STATED TASK: In the thread on homogeneous polynomials, which letters without a subscript name a polynomial?

SELECTION:

I'm trying to prove the following:
Let $P(x_1, \dots, x_n) \in \mathbb{R}[x_1, \dots, x_n]$, and suppose that
$P(a_1, \dots, a_n) = 0 \implies P(ta_1, \dots, ta_n) = 0 \text{ } \text{ } \forall t \in \mathbb{R}$
Then $P(x_1, \dots, x_n)$ is homogeneous.
Thanks!
You can write $f$ as the sum of homogeneous polynomials, say $$f=f_d+f_{d-1}+\cdots+f_0$$ where $\deg f_m=m$, and $d=\deg f$. Now, denote $a=(a_1,\ldots,a_n)$, if $f(a)=0$, implies $f(ta)=0$, this is: $$f(ta)=t^df_d(a)+t^{d-1}f_{d-1}(a)+\cdots+tf_1(a)+f_0(a)=0$$ as this is zero for all $t$, then $f_n(a)=0$ for all $n$. This give us an idea for a counter example: For instance $g(x,y)=x^2+y^4$, if $g(a,b)=0$, then $a=b=0$ (we are on the reals) we have that $g(ta,tb)=t^2a^2+t^4b^4=0$ for all $t\in\mathbb{R}$.
So it is FALSE.

DATA BLOCK:
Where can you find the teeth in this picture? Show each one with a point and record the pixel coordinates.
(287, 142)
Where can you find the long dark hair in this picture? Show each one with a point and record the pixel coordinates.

CORRECT ANSWER:
- $P$
- $f$
- $g$